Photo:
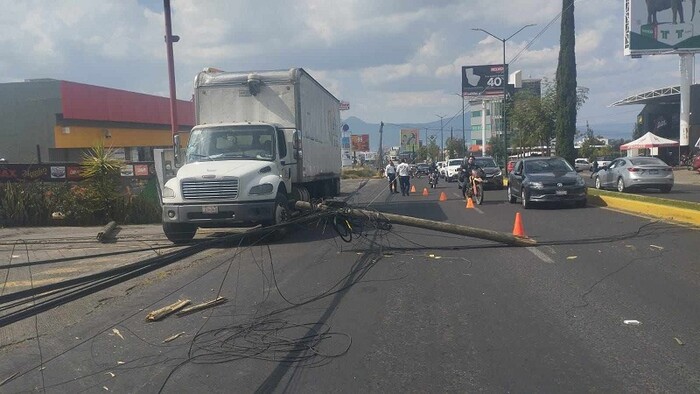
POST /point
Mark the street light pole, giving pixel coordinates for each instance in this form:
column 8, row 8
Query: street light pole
column 505, row 84
column 442, row 139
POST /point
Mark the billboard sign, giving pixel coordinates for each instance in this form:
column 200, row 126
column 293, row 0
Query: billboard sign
column 485, row 80
column 409, row 140
column 360, row 142
column 654, row 27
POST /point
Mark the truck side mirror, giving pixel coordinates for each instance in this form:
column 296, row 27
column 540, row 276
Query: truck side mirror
column 297, row 140
column 176, row 149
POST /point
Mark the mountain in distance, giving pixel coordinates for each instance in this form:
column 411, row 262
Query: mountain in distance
column 391, row 131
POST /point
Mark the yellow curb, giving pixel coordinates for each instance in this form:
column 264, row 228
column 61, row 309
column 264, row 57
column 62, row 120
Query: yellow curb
column 683, row 215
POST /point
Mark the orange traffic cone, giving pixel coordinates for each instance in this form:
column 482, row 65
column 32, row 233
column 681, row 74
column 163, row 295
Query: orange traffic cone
column 518, row 226
column 470, row 204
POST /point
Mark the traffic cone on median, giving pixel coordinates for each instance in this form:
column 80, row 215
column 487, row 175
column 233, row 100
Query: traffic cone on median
column 518, row 226
column 470, row 204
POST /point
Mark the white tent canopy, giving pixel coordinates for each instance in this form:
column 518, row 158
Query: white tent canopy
column 649, row 140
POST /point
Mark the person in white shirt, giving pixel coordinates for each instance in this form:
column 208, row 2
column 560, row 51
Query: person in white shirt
column 390, row 172
column 403, row 170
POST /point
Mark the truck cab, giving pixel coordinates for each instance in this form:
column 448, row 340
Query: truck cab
column 234, row 175
column 261, row 140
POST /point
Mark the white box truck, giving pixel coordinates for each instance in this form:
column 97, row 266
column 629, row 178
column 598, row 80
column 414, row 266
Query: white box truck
column 262, row 139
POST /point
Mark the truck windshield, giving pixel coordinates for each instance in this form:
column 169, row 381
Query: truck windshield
column 231, row 143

────────────────

▶ WHAT YOU HAVE TO DO
Reproduce all the items above with "pixel coordinates" replaced by "image coordinates" and everything else left unchanged. Omit the pictures.

▶ EXERCISE RESPONSE
Photo:
POST /point
Mark the street light pole, giving image coordinates for each instance in this form:
column 8, row 8
Query: street light pole
column 505, row 84
column 442, row 139
POST /point
Mark the billboard sign, giving image coordinates for each instance in this form:
column 200, row 126
column 293, row 0
Query: billboard sign
column 485, row 80
column 409, row 140
column 360, row 142
column 654, row 27
POST /point
Mark the truck side mirror, giving image coordinates for each instance in this form:
column 296, row 27
column 540, row 276
Query: truck side mirror
column 297, row 140
column 176, row 149
POST /point
Mark the mountain in distance, giving image coordinates for each instance in this form:
column 411, row 262
Query: mountain in distance
column 391, row 131
POST /point
Mark the yellow curb, giving image coordinates for each instance in this form:
column 264, row 228
column 61, row 309
column 264, row 57
column 62, row 120
Query: yellow curb
column 683, row 215
POST /point
Mark the orange traffic cone, giving image coordinates for each instance in this form:
column 482, row 65
column 32, row 233
column 681, row 74
column 163, row 295
Query: orange traffic cone
column 518, row 226
column 470, row 204
POST /point
Mark the traffic cone on median, giving image coordinates for each instance in this form:
column 80, row 215
column 487, row 175
column 233, row 100
Query: traffic cone on median
column 518, row 226
column 470, row 204
POST /point
Mark the white tent canopy, giving image coordinates for each instance in this form:
column 518, row 158
Query: white tent canopy
column 649, row 140
POST /point
Mark the person in white shirt, giving image coordinates for each instance in this form:
column 208, row 2
column 560, row 51
Query: person in white shirt
column 390, row 172
column 403, row 170
POST /point
Mark the truck cab, giving image coordinates for each instance in this form:
column 448, row 340
Query: truck cab
column 234, row 175
column 261, row 140
POST /point
Mark the white box truck, giving image coordinates for each instance in this form:
column 97, row 266
column 629, row 178
column 598, row 80
column 414, row 266
Query: white box truck
column 262, row 139
POST /point
Mark the truck windshield, giving image coordinates for each instance in this form:
column 169, row 381
Query: truck windshield
column 231, row 143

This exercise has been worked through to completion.